Y recently read the first five books of Hugh Howey’s Silo science fiction series translated into Mandarin Chinese. She recommended them to me. So, I began reading Wool and didn’t stop. This was the first full series that I’ve read straight through since falling into J.K. Rowling’s Harry Potter fantasy series during the winter break of 2016-2017.
I worked through the first five books, then the prequels First Shift: Legacy, Second Shift: Order, Third Shift: Pact, and the latest novel Dust. Then, I read the tangential short stories, “In the Air,” “In the Mountains,” and “In the Woods” (these latter three stories are tragedies piled upon tragedies).

=== PROMPT A ===
In the passage about reading the Silo series, why did the writer start reading Wool?
=== PROMPT B ===
Set down the part of the passage about reading the Silo series that opens with the words containing "I worked through" and closes with "piled upon tragedies).".
=== PROMPT C ===
Continue the passage about reading the Silo series from where it stops.

(Stored entries)

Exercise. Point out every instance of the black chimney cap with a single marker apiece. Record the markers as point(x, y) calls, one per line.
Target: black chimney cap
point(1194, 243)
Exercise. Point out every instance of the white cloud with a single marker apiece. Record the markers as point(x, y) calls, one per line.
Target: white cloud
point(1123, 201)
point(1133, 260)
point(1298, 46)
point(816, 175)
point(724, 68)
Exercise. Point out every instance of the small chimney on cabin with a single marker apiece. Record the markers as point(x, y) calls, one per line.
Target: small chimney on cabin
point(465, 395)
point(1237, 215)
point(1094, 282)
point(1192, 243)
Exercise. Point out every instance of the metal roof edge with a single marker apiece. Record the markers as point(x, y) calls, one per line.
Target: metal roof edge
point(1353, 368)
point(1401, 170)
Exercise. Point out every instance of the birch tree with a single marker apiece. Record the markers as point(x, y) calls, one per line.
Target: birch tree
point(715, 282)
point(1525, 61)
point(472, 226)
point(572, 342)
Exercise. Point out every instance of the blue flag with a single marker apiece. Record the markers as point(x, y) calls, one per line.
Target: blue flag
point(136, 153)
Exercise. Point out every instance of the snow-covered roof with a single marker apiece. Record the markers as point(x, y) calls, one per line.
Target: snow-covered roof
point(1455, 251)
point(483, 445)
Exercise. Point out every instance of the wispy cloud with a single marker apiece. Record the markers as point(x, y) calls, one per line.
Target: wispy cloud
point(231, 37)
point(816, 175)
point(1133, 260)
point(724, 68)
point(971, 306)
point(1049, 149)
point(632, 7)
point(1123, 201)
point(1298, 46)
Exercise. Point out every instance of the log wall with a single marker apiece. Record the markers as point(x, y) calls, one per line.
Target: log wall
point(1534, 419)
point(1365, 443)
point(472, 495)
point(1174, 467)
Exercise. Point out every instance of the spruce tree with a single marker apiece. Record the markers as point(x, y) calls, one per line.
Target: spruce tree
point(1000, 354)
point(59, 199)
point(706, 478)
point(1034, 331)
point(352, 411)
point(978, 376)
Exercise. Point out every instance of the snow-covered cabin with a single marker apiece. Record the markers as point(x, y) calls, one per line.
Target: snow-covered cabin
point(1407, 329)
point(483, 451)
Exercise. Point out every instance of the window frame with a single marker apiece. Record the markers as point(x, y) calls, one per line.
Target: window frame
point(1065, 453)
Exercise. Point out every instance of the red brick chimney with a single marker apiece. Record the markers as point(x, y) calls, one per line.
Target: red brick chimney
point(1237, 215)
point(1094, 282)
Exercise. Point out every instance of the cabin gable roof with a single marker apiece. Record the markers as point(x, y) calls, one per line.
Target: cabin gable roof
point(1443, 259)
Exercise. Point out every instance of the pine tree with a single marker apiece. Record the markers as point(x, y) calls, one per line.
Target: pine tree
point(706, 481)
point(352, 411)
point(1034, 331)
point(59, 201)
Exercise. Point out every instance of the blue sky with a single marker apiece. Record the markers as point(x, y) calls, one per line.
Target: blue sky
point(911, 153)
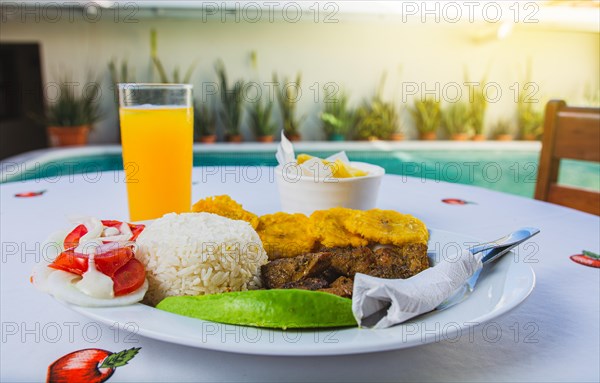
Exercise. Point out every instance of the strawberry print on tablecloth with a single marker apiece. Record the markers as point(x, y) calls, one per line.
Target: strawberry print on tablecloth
point(30, 194)
point(587, 258)
point(90, 365)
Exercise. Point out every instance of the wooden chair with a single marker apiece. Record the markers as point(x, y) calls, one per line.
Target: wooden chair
point(572, 133)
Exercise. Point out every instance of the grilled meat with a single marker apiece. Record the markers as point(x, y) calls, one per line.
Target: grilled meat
point(342, 286)
point(284, 270)
point(306, 284)
point(333, 270)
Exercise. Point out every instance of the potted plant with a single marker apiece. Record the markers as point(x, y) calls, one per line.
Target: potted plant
point(376, 119)
point(71, 117)
point(477, 107)
point(456, 119)
point(260, 120)
point(336, 116)
point(427, 115)
point(503, 130)
point(287, 98)
point(529, 119)
point(232, 103)
point(205, 124)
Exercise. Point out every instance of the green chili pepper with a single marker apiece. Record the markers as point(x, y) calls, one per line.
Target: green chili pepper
point(278, 308)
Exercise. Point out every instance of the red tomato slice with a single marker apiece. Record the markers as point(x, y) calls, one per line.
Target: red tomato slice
point(107, 263)
point(72, 239)
point(111, 223)
point(129, 277)
point(136, 230)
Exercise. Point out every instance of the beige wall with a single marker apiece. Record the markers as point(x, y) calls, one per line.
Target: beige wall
point(352, 53)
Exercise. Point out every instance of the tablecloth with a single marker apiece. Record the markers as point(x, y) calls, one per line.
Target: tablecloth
point(553, 336)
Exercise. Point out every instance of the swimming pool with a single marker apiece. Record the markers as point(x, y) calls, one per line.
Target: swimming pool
point(506, 167)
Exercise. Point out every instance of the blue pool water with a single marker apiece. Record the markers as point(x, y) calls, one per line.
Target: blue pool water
point(511, 171)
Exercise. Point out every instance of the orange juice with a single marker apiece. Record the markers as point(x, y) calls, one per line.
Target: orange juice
point(157, 157)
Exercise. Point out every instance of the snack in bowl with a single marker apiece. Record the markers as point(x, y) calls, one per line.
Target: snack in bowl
point(199, 253)
point(309, 183)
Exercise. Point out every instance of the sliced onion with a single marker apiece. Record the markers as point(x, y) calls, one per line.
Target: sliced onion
point(61, 285)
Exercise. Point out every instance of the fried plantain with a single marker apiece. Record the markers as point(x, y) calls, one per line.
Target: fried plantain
point(286, 235)
point(224, 206)
point(330, 230)
point(387, 227)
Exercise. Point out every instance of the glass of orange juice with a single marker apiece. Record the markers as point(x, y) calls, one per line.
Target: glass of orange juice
point(157, 136)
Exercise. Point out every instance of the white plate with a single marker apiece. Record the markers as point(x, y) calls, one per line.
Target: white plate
point(501, 287)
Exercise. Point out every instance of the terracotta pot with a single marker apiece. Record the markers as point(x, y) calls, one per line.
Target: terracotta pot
point(234, 138)
point(68, 135)
point(211, 139)
point(460, 137)
point(429, 136)
point(397, 137)
point(504, 137)
point(265, 139)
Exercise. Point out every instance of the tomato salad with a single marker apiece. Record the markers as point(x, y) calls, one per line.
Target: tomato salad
point(96, 265)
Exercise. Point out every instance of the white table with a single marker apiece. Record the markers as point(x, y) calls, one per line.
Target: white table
point(553, 336)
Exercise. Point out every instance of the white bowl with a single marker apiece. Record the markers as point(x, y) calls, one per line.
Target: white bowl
point(305, 194)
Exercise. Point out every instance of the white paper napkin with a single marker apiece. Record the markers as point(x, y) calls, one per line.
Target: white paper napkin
point(313, 167)
point(381, 303)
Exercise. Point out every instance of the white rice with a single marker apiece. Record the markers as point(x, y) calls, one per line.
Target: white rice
point(199, 253)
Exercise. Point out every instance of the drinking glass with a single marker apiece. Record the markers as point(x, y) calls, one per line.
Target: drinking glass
point(157, 138)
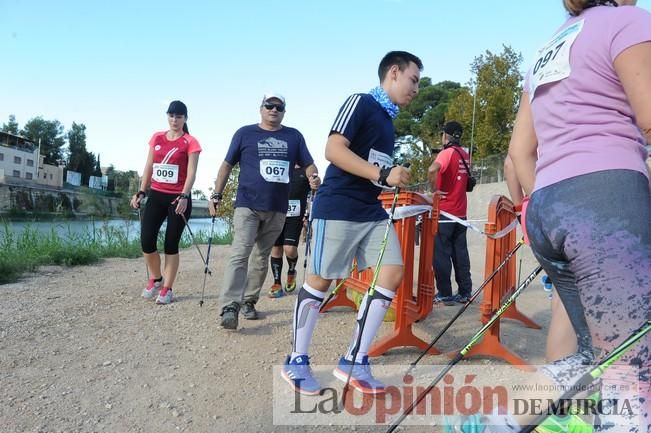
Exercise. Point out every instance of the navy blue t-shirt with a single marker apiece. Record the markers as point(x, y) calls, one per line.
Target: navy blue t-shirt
point(344, 196)
point(266, 161)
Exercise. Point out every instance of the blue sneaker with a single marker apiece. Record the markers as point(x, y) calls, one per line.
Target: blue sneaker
point(361, 378)
point(298, 374)
point(463, 424)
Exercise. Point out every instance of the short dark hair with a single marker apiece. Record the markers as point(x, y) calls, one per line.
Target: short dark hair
point(400, 58)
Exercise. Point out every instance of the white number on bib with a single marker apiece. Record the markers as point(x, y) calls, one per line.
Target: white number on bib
point(273, 170)
point(294, 208)
point(553, 60)
point(381, 160)
point(166, 173)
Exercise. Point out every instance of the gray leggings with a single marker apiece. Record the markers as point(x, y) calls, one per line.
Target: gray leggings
point(592, 235)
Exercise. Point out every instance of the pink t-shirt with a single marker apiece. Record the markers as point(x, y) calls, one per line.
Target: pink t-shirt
point(171, 161)
point(584, 122)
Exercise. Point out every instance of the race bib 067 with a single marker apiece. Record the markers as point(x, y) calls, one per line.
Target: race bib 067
point(166, 173)
point(553, 60)
point(273, 170)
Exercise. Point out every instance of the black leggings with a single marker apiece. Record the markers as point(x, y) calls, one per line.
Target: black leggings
point(157, 208)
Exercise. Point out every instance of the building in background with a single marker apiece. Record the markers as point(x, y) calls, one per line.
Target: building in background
point(18, 158)
point(21, 164)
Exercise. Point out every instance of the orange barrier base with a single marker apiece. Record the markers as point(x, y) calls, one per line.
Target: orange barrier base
point(492, 347)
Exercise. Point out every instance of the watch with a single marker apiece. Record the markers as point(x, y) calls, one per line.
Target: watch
point(384, 174)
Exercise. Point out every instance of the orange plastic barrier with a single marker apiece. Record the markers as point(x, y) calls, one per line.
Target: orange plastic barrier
point(500, 215)
point(411, 303)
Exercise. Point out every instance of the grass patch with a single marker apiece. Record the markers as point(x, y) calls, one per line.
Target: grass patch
point(28, 249)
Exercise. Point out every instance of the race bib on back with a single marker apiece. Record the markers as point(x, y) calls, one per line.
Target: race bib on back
point(553, 60)
point(273, 170)
point(165, 173)
point(294, 208)
point(381, 160)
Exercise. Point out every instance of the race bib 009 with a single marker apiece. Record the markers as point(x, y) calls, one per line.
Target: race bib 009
point(165, 173)
point(294, 208)
point(381, 160)
point(273, 170)
point(553, 60)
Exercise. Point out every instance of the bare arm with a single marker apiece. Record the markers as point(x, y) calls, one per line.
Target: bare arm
point(312, 174)
point(147, 171)
point(193, 160)
point(633, 66)
point(222, 176)
point(338, 153)
point(515, 190)
point(145, 181)
point(524, 145)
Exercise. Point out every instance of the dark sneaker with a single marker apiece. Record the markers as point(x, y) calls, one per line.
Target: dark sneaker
point(361, 377)
point(291, 282)
point(229, 316)
point(461, 299)
point(445, 300)
point(248, 311)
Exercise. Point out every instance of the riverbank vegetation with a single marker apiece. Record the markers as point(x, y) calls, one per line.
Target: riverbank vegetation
point(24, 251)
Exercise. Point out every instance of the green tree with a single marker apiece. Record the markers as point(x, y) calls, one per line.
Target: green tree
point(11, 127)
point(497, 86)
point(98, 168)
point(418, 125)
point(77, 153)
point(226, 208)
point(50, 134)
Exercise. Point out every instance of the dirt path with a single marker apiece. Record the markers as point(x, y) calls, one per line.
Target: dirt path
point(80, 351)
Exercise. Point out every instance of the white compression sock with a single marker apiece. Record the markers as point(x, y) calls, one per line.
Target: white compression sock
point(380, 303)
point(306, 313)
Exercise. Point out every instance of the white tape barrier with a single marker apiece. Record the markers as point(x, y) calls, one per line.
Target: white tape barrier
point(403, 212)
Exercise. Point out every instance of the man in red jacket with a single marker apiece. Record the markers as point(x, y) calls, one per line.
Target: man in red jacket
point(448, 175)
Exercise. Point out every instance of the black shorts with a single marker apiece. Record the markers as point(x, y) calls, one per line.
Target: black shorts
point(291, 233)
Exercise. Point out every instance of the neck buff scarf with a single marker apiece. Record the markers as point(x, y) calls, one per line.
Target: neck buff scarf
point(383, 99)
point(592, 3)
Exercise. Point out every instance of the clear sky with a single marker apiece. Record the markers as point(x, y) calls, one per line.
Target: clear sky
point(115, 65)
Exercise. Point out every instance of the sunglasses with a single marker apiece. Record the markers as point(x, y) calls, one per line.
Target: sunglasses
point(279, 107)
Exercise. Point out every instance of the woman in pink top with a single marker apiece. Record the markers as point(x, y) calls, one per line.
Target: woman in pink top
point(169, 173)
point(578, 148)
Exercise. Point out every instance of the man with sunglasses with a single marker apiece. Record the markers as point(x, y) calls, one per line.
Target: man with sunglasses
point(448, 173)
point(266, 153)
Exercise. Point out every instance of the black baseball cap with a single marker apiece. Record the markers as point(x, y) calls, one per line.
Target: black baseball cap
point(177, 107)
point(453, 129)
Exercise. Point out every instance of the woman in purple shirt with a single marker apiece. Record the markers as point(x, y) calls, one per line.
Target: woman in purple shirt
point(578, 148)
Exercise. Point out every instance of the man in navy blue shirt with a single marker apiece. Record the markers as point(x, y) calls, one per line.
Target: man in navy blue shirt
point(349, 221)
point(267, 153)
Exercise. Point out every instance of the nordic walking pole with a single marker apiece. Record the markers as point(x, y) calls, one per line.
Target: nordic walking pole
point(588, 378)
point(205, 269)
point(463, 352)
point(370, 292)
point(334, 292)
point(140, 219)
point(195, 243)
point(308, 235)
point(465, 306)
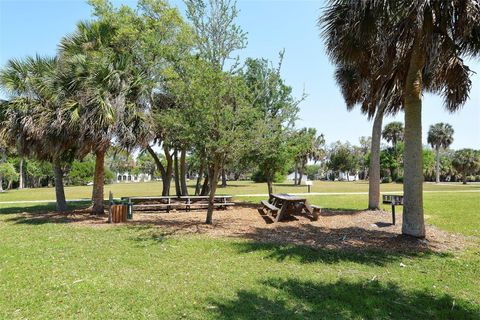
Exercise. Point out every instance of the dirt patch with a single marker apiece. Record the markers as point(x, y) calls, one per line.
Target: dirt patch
point(358, 230)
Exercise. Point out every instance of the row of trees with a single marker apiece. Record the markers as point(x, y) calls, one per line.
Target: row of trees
point(145, 78)
point(387, 54)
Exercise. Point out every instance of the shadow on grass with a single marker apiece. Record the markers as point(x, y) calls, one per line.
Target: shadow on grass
point(45, 213)
point(344, 299)
point(305, 254)
point(310, 244)
point(38, 208)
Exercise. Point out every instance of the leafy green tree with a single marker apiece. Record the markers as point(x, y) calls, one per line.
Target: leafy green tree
point(275, 113)
point(215, 99)
point(342, 159)
point(307, 146)
point(440, 135)
point(421, 45)
point(82, 172)
point(8, 172)
point(466, 162)
point(393, 132)
point(428, 165)
point(312, 171)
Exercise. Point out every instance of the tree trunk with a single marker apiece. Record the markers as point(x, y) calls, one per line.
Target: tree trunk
point(413, 219)
point(296, 174)
point(205, 187)
point(374, 168)
point(161, 168)
point(302, 171)
point(213, 188)
point(98, 182)
point(59, 190)
point(269, 185)
point(199, 179)
point(224, 179)
point(183, 172)
point(176, 173)
point(20, 174)
point(2, 160)
point(168, 171)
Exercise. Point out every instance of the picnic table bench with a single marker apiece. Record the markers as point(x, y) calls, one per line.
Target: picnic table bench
point(283, 205)
point(173, 202)
point(393, 200)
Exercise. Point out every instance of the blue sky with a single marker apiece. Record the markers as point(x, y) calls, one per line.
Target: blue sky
point(30, 27)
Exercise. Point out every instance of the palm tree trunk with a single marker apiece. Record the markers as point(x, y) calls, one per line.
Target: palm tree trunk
point(161, 168)
point(437, 165)
point(176, 174)
point(59, 189)
point(183, 171)
point(20, 173)
point(413, 219)
point(269, 185)
point(199, 179)
point(169, 170)
point(224, 179)
point(374, 168)
point(2, 160)
point(205, 187)
point(98, 181)
point(213, 189)
point(296, 173)
point(302, 170)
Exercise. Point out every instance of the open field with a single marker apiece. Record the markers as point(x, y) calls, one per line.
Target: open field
point(234, 187)
point(56, 268)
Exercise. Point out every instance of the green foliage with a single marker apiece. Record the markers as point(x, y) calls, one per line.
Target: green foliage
point(81, 172)
point(428, 165)
point(312, 171)
point(391, 161)
point(275, 111)
point(342, 159)
point(258, 176)
point(440, 135)
point(8, 171)
point(393, 132)
point(466, 162)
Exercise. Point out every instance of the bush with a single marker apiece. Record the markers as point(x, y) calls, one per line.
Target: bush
point(386, 180)
point(81, 172)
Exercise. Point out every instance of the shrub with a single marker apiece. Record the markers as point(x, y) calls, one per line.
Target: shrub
point(386, 180)
point(258, 176)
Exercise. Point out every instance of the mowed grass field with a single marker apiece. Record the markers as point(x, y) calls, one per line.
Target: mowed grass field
point(63, 271)
point(233, 188)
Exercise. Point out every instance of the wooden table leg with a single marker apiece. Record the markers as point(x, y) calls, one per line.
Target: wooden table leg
point(282, 212)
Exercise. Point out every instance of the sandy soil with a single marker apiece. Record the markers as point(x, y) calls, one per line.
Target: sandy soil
point(357, 230)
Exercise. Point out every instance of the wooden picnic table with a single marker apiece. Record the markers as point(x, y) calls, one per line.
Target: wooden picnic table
point(286, 204)
point(175, 202)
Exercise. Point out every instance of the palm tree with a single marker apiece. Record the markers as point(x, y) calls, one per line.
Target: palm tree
point(440, 135)
point(421, 44)
point(105, 93)
point(33, 117)
point(393, 132)
point(466, 162)
point(361, 86)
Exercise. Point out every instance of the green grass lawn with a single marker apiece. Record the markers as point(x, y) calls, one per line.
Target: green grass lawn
point(60, 270)
point(235, 187)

=== TASK ANSWER A ===
Y had recently read the first five books of the series in Mandarin Chinese translation and recommended them to the writer. That recommendation is why the writer began with Wool.

=== TASK ANSWER B ===
I worked through the first five books, then the prequels First Shift: Legacy, Second Shift: Order, Third Shift: Pact, and the latest novel Dust. Then, I read the tangential short stories, “In the Air,” “In the Mountains,” and “In the Woods” (these latter three stories are tragedies piled upon tragedies).

=== TASK ANSWER C ===
They are all page-turners. There’s plenty of loss and a little bit of hope. There are some interesting ideas at play in the series, including social and organizational psychology, medical applications of nanotechnology, warfare applications of nanotechnology, dosing of populations with trauma/PTSD drugs to facilitate mass amnesia, human hibernation with cyronics technology, and information technology’s omniscient, omnipotent, and omnipresent role.
I’ve heard good things from others that the Apple TV+ Silo television series based on Howey’s stories, but I haven’t watched it yet. I can say that the books are engaging and worth reading if not for the ideas that they grapple with, then for the characters whose lives are shaped and controlled by those technologies.